* Work required *
Where a picture appears, omit it; repeat everything else in the records exactly.

* Record extracts *

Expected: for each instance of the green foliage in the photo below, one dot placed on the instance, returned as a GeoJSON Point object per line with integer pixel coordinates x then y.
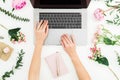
{"type": "Point", "coordinates": [13, 33]}
{"type": "Point", "coordinates": [19, 64]}
{"type": "Point", "coordinates": [115, 21]}
{"type": "Point", "coordinates": [14, 16]}
{"type": "Point", "coordinates": [102, 60]}
{"type": "Point", "coordinates": [108, 41]}
{"type": "Point", "coordinates": [106, 37]}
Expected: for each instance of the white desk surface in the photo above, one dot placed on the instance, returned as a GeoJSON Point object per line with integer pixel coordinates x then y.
{"type": "Point", "coordinates": [96, 71]}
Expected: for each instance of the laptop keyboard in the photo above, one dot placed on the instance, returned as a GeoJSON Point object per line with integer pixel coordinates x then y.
{"type": "Point", "coordinates": [62, 20]}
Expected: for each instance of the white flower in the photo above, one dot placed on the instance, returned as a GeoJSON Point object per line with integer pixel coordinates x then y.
{"type": "Point", "coordinates": [6, 50]}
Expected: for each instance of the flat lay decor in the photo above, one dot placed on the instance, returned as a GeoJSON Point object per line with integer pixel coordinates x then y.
{"type": "Point", "coordinates": [113, 11]}
{"type": "Point", "coordinates": [15, 35]}
{"type": "Point", "coordinates": [18, 65]}
{"type": "Point", "coordinates": [5, 51]}
{"type": "Point", "coordinates": [104, 36]}
{"type": "Point", "coordinates": [18, 4]}
{"type": "Point", "coordinates": [98, 57]}
{"type": "Point", "coordinates": [8, 13]}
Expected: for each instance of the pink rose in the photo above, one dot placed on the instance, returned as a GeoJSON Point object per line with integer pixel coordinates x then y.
{"type": "Point", "coordinates": [18, 4]}
{"type": "Point", "coordinates": [99, 14]}
{"type": "Point", "coordinates": [6, 50]}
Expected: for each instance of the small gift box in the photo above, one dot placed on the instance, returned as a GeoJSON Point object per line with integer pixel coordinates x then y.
{"type": "Point", "coordinates": [5, 51]}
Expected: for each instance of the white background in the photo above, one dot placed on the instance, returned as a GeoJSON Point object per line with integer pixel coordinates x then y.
{"type": "Point", "coordinates": [96, 71]}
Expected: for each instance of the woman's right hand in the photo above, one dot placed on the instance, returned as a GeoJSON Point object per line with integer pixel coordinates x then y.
{"type": "Point", "coordinates": [68, 44]}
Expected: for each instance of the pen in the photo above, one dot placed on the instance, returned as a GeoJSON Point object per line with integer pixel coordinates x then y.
{"type": "Point", "coordinates": [1, 37]}
{"type": "Point", "coordinates": [57, 66]}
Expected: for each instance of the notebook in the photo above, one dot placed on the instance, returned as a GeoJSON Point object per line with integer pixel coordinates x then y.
{"type": "Point", "coordinates": [56, 65]}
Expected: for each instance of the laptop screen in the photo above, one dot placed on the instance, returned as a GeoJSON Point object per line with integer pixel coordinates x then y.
{"type": "Point", "coordinates": [60, 2]}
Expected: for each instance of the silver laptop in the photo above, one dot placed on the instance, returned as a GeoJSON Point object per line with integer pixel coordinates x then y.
{"type": "Point", "coordinates": [65, 17]}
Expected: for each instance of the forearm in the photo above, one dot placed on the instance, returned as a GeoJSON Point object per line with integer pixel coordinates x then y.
{"type": "Point", "coordinates": [81, 71]}
{"type": "Point", "coordinates": [35, 64]}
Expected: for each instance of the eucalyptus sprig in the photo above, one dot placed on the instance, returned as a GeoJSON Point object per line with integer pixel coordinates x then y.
{"type": "Point", "coordinates": [116, 9]}
{"type": "Point", "coordinates": [104, 36]}
{"type": "Point", "coordinates": [98, 57]}
{"type": "Point", "coordinates": [14, 16]}
{"type": "Point", "coordinates": [18, 65]}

* Response area *
Expected: for each instance of the green foliage in the photo below, one dot placed on the instance, returned as a GeoJSON Point object per line with integer pixel coordinates x then y.
{"type": "Point", "coordinates": [13, 33]}
{"type": "Point", "coordinates": [19, 64]}
{"type": "Point", "coordinates": [115, 21]}
{"type": "Point", "coordinates": [14, 16]}
{"type": "Point", "coordinates": [102, 60]}
{"type": "Point", "coordinates": [108, 41]}
{"type": "Point", "coordinates": [106, 37]}
Expected: for each instance of the white desk surface in the photo above, one dot placed on the instance, returned as a GeoJSON Point object per line with integer pixel coordinates x then y.
{"type": "Point", "coordinates": [96, 71]}
Expected: for each instance of the laptop keyboard in the photo above, one dot placed on the instance, returned as a GeoJSON Point object per line with integer pixel coordinates x then y.
{"type": "Point", "coordinates": [62, 20]}
Expected: for each instance of the white flower in the photo above, one dot placed on the instance, returned as a GeoJSON Point object per line with integer pixel coordinates x then y.
{"type": "Point", "coordinates": [6, 50]}
Expected: for each instance of the flat lay decor in the photo above, one dot placed on the instance, returned as a GeoJSON Point object per line with integer pixel coordinates x then y.
{"type": "Point", "coordinates": [113, 11]}
{"type": "Point", "coordinates": [15, 35]}
{"type": "Point", "coordinates": [18, 65]}
{"type": "Point", "coordinates": [5, 51]}
{"type": "Point", "coordinates": [104, 36]}
{"type": "Point", "coordinates": [18, 4]}
{"type": "Point", "coordinates": [98, 57]}
{"type": "Point", "coordinates": [8, 13]}
Expected: for each instance of the pink rose in the photo above, one dot placed on the instance, returned as a GeoJSON Point object per line with integer pixel coordinates x then y.
{"type": "Point", "coordinates": [18, 4]}
{"type": "Point", "coordinates": [99, 14]}
{"type": "Point", "coordinates": [6, 50]}
Expected: for each instance of the small gift box in the photo above, one dot placed on the instance, returned as a GeoJSON Point object per line with integer pixel coordinates x then y.
{"type": "Point", "coordinates": [5, 51]}
Expected: for each instance of the white background in the photo above, one dot placed on the instance, returned as a GeoJSON Point object per line with integer pixel coordinates x then y.
{"type": "Point", "coordinates": [96, 71]}
Expected: for each instance of the woman's right hand in the photo above, one dot placed on the instance, returned as a GeoJSON Point object per line with integer pixel coordinates x then y.
{"type": "Point", "coordinates": [68, 44]}
Expected: for each instance of the pen in the photo above, one dot placed on the instance, returned as a GeoJSON Point object per line with integer pixel coordinates x then y.
{"type": "Point", "coordinates": [1, 37]}
{"type": "Point", "coordinates": [57, 66]}
Expected: for each instance of the notebook in the photo above, one dot placed on the instance, returned as a GeoJSON Point object per line with integer pixel coordinates x then y.
{"type": "Point", "coordinates": [56, 65]}
Expected: for each instance of the laptop screen in the photo above, one dot placed on the instance, returned as a GeoJSON Point object per line with integer pixel coordinates x then y.
{"type": "Point", "coordinates": [60, 2]}
Expected: for each instance of the silver laptop in the photo above, one dot placed on the instance, returned as a GeoJSON Point object per line with integer pixel coordinates x then y.
{"type": "Point", "coordinates": [65, 17]}
Expected: for each instance of the forearm in the photo above, one dot placed on the instance, returned as a GeoJSON Point object per line with integer pixel coordinates x then y.
{"type": "Point", "coordinates": [81, 71]}
{"type": "Point", "coordinates": [35, 64]}
Expected: for each instance of the eucalyptus sprig in the photo above, one dot placed on the instance, returned as a GeoJSON Point object per line with integer pixel coordinates x then y.
{"type": "Point", "coordinates": [116, 9]}
{"type": "Point", "coordinates": [104, 36]}
{"type": "Point", "coordinates": [98, 57]}
{"type": "Point", "coordinates": [14, 16]}
{"type": "Point", "coordinates": [18, 65]}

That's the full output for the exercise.